## Document extract
* * *

Halfway Done and a surprise brain MRI

Not much to update. There are no majors, and the minors remain few.

The radiation doc ordered up a brain MRI because of headaches. These are the same headaches I’ve since I embarked on a career as a Fat Guy when I don’t get enough to eat. I’m not concerned, except the part of me that’s convinced it’s naught but a rotting shell of tumors in my skull, which is a tiny part of me.

Let me say this about brain MRIs — if that’s the best we can do as a human race, a generation of eggheads has dropped the ball. What an ass-whipping. 45 minutes of beating and banging and carrying on. It’s easy to lose the will to live when you’re lying in there being still. All I could think was, “You know, I could be in Key West dying slowly and learning to fly-fish for bonefish or tarpon, instead of laying here in Houston being assaulted by a GDMFSOBing machine.” It’s not just the viciousness and the volume of the damn noises, it’s the variety, like a junior college industrial music octet warming up for the Big Shoo.

* * *

## Rows contained in a dataset
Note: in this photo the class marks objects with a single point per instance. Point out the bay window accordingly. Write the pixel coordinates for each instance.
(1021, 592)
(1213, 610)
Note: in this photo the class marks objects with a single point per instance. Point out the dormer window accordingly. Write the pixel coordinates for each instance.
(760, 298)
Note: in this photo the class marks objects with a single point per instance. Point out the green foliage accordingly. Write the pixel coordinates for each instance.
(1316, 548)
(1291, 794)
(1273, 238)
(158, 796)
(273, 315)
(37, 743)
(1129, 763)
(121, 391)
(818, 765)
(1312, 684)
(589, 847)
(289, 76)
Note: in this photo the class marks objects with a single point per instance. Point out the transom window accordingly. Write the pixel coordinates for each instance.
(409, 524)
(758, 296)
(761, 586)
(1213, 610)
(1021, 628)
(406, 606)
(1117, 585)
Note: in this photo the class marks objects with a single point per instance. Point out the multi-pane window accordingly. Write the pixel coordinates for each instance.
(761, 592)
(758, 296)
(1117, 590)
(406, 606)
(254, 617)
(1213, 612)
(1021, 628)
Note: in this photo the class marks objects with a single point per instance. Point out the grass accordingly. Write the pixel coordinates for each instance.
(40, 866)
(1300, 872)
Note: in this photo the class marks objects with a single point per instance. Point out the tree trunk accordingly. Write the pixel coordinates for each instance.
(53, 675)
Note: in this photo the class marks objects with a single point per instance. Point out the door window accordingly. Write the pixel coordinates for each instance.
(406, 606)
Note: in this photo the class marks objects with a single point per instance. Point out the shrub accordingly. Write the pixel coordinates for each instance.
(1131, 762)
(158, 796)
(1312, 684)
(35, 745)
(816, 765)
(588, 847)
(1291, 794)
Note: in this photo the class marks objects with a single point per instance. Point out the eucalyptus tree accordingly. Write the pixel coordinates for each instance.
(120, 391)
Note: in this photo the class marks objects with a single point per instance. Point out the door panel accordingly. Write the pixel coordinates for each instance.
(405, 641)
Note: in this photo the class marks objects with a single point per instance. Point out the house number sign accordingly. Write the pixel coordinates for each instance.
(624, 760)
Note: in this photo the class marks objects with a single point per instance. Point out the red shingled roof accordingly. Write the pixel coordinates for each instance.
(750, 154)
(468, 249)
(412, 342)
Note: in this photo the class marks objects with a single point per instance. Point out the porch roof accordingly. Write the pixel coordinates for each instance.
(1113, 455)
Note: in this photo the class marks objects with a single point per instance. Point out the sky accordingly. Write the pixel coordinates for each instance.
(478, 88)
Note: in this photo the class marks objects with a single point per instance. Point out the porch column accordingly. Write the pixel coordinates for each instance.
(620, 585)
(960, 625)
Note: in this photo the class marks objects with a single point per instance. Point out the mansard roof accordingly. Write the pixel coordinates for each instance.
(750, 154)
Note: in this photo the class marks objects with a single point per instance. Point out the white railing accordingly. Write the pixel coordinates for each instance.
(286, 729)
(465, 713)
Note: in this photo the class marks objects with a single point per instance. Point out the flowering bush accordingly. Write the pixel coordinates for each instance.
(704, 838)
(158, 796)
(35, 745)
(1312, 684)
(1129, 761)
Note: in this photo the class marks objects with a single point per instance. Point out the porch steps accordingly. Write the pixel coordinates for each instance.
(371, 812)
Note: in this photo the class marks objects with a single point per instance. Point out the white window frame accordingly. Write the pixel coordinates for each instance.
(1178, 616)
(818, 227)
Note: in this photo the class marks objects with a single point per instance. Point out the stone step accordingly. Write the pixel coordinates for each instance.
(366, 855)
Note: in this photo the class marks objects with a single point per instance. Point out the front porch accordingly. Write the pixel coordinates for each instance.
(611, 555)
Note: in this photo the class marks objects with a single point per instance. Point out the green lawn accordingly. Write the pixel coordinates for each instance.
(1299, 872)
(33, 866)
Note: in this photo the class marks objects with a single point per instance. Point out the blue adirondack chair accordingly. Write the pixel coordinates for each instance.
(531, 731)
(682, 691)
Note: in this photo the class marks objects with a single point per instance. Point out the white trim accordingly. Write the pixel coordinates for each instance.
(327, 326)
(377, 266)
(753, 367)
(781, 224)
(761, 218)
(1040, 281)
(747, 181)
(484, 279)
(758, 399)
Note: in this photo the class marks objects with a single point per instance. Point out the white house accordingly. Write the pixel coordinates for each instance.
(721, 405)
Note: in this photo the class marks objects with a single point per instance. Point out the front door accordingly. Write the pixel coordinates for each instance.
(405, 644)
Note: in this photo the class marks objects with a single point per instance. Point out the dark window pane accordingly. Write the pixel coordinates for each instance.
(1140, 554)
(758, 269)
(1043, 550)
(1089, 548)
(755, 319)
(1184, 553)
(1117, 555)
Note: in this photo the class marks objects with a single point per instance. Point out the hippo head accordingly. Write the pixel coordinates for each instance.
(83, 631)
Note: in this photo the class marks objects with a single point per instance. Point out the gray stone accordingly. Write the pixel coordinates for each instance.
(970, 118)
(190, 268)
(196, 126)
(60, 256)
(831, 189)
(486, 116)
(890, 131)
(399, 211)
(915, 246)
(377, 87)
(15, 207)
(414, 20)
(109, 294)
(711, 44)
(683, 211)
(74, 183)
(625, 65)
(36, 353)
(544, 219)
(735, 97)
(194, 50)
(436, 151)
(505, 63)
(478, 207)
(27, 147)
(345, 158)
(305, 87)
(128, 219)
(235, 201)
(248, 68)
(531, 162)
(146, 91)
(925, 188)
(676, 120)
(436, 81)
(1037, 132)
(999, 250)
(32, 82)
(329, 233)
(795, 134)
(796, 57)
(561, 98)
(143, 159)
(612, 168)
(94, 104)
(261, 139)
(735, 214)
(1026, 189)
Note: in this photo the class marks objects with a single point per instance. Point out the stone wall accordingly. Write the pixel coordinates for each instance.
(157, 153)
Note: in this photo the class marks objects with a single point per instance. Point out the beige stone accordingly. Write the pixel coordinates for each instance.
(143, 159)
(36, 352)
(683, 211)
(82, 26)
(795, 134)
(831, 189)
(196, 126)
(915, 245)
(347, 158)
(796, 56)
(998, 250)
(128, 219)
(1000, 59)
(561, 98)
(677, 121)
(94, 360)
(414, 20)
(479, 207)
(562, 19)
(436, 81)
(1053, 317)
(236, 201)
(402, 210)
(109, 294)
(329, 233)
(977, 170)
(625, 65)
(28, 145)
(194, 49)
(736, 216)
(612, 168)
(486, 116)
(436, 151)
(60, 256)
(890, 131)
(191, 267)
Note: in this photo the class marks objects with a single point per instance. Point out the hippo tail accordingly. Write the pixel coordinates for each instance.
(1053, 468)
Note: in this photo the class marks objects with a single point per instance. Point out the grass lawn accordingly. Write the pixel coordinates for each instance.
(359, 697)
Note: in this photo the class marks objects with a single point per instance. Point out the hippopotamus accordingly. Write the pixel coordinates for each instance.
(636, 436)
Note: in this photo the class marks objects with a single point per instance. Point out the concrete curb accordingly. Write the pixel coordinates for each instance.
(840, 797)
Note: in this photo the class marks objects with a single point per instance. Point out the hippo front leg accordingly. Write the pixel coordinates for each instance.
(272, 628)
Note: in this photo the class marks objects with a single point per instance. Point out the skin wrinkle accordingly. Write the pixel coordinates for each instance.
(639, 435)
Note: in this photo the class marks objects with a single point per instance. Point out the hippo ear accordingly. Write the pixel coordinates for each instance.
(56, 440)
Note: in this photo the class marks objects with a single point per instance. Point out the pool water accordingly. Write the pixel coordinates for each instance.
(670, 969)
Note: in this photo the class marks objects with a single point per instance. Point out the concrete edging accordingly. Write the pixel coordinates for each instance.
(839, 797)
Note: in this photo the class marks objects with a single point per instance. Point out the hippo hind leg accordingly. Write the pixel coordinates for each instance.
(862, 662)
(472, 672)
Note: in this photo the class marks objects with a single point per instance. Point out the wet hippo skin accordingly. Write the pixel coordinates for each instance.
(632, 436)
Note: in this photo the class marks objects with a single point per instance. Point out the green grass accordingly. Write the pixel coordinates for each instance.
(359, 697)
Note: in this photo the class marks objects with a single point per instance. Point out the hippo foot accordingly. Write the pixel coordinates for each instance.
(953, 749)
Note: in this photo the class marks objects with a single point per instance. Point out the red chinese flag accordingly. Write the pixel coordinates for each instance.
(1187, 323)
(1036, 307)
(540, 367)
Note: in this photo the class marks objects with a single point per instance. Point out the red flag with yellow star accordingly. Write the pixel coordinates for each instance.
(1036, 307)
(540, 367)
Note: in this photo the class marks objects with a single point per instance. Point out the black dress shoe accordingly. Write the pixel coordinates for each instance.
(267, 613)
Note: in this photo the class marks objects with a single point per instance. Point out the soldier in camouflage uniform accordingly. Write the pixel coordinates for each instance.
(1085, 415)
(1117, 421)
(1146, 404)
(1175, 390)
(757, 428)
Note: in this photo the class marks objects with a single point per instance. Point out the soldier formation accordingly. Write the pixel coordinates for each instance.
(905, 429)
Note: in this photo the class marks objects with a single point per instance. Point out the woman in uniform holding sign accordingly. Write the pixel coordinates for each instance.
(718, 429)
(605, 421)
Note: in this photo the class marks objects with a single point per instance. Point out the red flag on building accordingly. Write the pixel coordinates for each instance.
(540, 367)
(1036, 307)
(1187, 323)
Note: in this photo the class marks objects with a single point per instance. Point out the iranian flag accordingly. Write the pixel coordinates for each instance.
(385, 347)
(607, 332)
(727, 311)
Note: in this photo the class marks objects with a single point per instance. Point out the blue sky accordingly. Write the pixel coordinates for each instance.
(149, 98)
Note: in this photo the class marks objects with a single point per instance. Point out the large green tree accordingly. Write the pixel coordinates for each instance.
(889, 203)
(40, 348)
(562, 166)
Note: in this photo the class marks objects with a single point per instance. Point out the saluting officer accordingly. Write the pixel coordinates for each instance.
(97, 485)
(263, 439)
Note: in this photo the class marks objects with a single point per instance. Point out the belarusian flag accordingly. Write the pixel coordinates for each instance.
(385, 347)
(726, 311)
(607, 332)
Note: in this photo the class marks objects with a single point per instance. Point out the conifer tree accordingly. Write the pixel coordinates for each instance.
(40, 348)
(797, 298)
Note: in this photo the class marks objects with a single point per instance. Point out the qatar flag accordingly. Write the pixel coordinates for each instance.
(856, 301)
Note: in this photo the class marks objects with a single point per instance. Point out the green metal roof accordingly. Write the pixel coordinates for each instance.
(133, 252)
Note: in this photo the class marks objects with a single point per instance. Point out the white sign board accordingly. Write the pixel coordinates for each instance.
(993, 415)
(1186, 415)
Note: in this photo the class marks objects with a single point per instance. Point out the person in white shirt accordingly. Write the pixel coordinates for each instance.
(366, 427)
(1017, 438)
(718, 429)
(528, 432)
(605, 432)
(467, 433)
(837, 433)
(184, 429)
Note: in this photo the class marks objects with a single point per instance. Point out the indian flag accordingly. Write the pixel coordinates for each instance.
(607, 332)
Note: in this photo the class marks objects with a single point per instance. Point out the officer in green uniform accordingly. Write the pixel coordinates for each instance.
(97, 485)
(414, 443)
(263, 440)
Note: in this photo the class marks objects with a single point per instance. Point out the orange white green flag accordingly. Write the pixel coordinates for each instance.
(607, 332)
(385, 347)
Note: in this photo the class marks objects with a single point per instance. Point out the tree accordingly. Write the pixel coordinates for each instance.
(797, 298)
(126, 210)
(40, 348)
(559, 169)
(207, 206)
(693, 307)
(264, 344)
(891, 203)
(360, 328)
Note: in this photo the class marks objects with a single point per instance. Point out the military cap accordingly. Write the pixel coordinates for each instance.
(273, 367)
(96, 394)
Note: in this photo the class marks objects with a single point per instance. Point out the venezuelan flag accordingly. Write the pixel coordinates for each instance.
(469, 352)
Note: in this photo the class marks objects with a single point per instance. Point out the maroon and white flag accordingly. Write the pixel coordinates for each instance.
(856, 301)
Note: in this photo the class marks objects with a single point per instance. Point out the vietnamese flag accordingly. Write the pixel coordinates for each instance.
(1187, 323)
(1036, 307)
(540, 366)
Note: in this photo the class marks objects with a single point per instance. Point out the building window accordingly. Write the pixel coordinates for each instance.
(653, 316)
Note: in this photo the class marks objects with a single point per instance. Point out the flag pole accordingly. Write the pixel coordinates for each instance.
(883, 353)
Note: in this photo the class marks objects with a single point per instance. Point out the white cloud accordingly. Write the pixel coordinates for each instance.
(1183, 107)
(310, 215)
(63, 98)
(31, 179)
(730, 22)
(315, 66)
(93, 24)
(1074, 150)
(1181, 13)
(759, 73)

* * *

## Directions
A) According to the post about the brain MRI, why did the radiation doctor order the scan?
B) Carry on the post about the brain MRI from where it stops.
The rows have no part in what is asked here.

## Answers in order
A) The doctor ordered it because of headaches.

B)
Well, that’s enough whining. Back to the Varian in a couple of hours…

6 thoughts on “Halfway Done and a surprise brain MRI

  1. They’ve got a machine that can see INSIDE YOUR FUCKING HEAD, slice it into dozens of slices a millimeter thin, turn it into false color, animate it into a 3D image, and all without a SINGLE INCISION, and this guy complains about it.
    You would complain if you got poked in the ass with a golden pick.

      1. Mr Phelps makes a good point. But complaints such as these tell me you are feeling okay. It is when you aren’t acting like Mr Cynic that I get concerned

  2. Adapting the human to fit the machine….
    It’s why I went for a dose of “don’t remember, don’t care” for my MRI.

  3. Am certain the scan will reveal you have a brain. Several of mine yielded questionable results on cranial content.